Starting at the line that contains "For every instance of the khaki trousers, give" and continuing through the end of the material, rewrite those lines with "innermost" swapped for "central" and nothing else changed.

# Data for the task start

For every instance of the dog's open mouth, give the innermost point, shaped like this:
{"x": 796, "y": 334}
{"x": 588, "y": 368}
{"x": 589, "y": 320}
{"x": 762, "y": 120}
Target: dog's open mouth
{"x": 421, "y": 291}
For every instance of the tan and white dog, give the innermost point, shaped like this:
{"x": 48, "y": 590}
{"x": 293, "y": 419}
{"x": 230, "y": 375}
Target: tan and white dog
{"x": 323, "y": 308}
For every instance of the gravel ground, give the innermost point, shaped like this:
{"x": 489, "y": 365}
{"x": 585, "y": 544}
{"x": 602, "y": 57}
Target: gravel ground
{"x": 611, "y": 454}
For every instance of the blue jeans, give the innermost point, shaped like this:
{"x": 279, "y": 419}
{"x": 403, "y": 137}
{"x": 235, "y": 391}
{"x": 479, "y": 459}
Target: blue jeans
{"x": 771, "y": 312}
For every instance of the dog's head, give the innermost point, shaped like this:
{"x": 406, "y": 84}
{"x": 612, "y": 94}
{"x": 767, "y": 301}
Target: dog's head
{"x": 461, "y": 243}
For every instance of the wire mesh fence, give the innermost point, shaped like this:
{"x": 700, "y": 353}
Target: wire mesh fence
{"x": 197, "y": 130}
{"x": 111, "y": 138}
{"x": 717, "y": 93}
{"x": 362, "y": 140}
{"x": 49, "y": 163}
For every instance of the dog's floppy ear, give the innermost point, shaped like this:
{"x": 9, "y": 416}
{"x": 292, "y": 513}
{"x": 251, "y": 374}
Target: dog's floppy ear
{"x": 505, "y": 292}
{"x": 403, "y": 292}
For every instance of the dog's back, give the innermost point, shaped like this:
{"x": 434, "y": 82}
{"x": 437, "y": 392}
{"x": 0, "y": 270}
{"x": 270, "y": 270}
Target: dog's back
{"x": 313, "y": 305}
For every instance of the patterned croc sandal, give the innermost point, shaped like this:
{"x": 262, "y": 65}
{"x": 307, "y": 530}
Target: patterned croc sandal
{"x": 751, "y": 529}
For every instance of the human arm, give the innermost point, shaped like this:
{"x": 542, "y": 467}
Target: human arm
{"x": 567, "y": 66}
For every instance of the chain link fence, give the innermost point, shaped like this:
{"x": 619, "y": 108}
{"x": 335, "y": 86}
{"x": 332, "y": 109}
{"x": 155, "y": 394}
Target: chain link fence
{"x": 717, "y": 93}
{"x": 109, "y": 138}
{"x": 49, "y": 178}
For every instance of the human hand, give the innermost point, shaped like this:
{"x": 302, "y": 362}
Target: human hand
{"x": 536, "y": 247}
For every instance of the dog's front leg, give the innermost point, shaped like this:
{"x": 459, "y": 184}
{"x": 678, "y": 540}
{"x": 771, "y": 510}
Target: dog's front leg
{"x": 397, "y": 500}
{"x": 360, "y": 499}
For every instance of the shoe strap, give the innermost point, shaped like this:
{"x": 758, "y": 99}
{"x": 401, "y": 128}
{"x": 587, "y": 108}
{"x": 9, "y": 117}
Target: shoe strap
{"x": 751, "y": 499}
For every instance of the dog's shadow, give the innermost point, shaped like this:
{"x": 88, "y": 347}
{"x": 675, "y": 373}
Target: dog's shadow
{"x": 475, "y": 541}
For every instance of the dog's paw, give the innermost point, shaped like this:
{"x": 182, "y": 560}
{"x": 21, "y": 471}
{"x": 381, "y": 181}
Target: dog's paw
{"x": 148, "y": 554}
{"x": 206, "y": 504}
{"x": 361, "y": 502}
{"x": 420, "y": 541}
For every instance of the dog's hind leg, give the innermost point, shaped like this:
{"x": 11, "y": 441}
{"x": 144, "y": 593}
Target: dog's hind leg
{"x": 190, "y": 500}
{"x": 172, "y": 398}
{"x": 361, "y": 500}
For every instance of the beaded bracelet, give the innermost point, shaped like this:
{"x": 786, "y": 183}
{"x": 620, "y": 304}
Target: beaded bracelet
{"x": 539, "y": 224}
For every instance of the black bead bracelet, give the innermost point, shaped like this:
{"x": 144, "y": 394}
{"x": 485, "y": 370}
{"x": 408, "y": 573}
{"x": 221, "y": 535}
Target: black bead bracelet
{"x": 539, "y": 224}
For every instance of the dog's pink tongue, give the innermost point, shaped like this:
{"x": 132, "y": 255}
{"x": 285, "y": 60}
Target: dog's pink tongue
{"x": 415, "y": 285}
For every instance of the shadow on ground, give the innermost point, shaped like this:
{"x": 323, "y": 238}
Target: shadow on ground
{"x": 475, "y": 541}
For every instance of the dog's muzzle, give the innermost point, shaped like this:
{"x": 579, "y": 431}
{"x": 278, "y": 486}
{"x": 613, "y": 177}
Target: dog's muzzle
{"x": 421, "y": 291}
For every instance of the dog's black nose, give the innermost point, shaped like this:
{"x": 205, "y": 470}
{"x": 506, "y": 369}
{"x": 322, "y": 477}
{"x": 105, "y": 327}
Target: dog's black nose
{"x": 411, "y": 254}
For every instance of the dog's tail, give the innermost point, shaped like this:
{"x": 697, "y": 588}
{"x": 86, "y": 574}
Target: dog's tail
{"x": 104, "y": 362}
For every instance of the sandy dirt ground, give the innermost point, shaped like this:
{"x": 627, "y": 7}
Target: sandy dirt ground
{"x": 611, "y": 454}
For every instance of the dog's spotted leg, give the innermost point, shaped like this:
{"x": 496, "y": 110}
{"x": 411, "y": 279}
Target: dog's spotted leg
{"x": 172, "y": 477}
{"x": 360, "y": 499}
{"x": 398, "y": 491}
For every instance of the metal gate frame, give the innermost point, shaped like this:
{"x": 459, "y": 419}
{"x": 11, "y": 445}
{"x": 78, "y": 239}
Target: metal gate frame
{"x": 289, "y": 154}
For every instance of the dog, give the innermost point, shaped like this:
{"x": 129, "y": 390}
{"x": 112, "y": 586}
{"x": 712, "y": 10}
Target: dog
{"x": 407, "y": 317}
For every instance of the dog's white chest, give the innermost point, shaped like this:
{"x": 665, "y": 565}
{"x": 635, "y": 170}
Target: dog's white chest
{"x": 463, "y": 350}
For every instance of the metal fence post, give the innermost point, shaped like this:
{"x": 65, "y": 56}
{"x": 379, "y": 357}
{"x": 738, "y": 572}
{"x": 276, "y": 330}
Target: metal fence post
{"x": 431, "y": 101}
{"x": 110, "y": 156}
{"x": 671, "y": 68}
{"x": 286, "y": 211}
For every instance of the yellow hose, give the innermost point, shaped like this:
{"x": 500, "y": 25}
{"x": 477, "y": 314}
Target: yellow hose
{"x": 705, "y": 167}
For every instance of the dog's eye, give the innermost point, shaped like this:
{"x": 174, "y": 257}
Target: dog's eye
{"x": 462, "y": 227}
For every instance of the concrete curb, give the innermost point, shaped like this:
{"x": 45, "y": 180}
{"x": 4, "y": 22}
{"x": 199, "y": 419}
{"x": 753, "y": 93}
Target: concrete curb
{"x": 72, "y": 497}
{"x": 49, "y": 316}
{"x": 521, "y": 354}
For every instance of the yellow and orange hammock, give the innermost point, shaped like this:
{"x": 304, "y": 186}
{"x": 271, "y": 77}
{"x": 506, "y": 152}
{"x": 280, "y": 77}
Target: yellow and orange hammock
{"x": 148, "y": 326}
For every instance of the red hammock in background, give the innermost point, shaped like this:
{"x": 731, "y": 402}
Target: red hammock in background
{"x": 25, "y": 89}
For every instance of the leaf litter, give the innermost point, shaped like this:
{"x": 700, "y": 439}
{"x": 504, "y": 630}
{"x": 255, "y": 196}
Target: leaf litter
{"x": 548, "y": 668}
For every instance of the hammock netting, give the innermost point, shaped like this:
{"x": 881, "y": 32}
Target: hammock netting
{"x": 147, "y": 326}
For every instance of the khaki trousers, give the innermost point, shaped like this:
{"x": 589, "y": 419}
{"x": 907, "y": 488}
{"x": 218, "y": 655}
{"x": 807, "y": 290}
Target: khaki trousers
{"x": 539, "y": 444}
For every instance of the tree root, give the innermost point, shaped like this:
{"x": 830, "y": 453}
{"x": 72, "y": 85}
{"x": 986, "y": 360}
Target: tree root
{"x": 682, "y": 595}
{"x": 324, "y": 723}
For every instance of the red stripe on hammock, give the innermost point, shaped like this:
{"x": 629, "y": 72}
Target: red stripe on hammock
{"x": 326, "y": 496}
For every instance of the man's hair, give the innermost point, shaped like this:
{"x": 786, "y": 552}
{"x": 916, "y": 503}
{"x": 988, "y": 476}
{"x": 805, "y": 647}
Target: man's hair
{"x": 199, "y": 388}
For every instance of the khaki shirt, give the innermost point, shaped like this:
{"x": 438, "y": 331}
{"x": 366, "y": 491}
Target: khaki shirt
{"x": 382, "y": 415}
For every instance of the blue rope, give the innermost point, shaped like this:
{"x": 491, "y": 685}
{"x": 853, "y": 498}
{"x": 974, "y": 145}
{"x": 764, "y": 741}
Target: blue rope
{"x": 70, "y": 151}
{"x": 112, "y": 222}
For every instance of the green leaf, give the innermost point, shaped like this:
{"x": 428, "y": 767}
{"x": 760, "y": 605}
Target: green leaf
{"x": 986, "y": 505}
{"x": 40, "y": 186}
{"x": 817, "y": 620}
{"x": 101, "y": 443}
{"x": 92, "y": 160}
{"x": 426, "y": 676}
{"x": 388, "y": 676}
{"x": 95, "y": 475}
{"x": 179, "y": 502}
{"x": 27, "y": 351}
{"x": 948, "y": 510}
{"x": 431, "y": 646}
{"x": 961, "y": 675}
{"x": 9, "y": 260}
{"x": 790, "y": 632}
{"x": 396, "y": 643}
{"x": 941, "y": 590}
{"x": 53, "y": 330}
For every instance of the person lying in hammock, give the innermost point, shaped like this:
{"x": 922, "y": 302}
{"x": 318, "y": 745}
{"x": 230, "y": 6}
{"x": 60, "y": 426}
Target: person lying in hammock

# Data for the task end

▸ Output of the task
For every instance of the khaki trousers, give the central point, shaped like this:
{"x": 589, "y": 419}
{"x": 907, "y": 488}
{"x": 218, "y": 655}
{"x": 807, "y": 290}
Target: khaki trousers
{"x": 539, "y": 444}
For every instance of the tree root, give the central point, shaped like this:
{"x": 830, "y": 453}
{"x": 72, "y": 85}
{"x": 986, "y": 360}
Target: tree root
{"x": 682, "y": 595}
{"x": 324, "y": 723}
For every instance of the red stripe on hammock, give the central point, shaped like this:
{"x": 629, "y": 72}
Target: red stripe on hammock
{"x": 326, "y": 496}
For every instance of the man's hair, give the central point, shaped like this:
{"x": 786, "y": 552}
{"x": 916, "y": 503}
{"x": 988, "y": 476}
{"x": 805, "y": 647}
Target: man's hair
{"x": 199, "y": 388}
For every instance of the khaki shirt, give the central point, shaped like this:
{"x": 438, "y": 331}
{"x": 366, "y": 491}
Target: khaki shirt
{"x": 382, "y": 415}
For every instance of the blue rope, give the central point, shaped like this:
{"x": 491, "y": 685}
{"x": 853, "y": 498}
{"x": 974, "y": 145}
{"x": 764, "y": 741}
Target: blue rope
{"x": 70, "y": 151}
{"x": 112, "y": 222}
For every instance of the green leaf, give the central point, shaped like this:
{"x": 428, "y": 767}
{"x": 760, "y": 605}
Target: green leaf
{"x": 986, "y": 505}
{"x": 40, "y": 186}
{"x": 817, "y": 620}
{"x": 101, "y": 443}
{"x": 92, "y": 160}
{"x": 426, "y": 676}
{"x": 388, "y": 676}
{"x": 95, "y": 475}
{"x": 179, "y": 502}
{"x": 27, "y": 351}
{"x": 948, "y": 510}
{"x": 431, "y": 646}
{"x": 961, "y": 675}
{"x": 9, "y": 260}
{"x": 790, "y": 632}
{"x": 396, "y": 643}
{"x": 941, "y": 590}
{"x": 53, "y": 330}
For every instance of the person lying in hammock, give the central point, shaped like this:
{"x": 922, "y": 302}
{"x": 318, "y": 745}
{"x": 230, "y": 6}
{"x": 60, "y": 426}
Target: person lying in hammock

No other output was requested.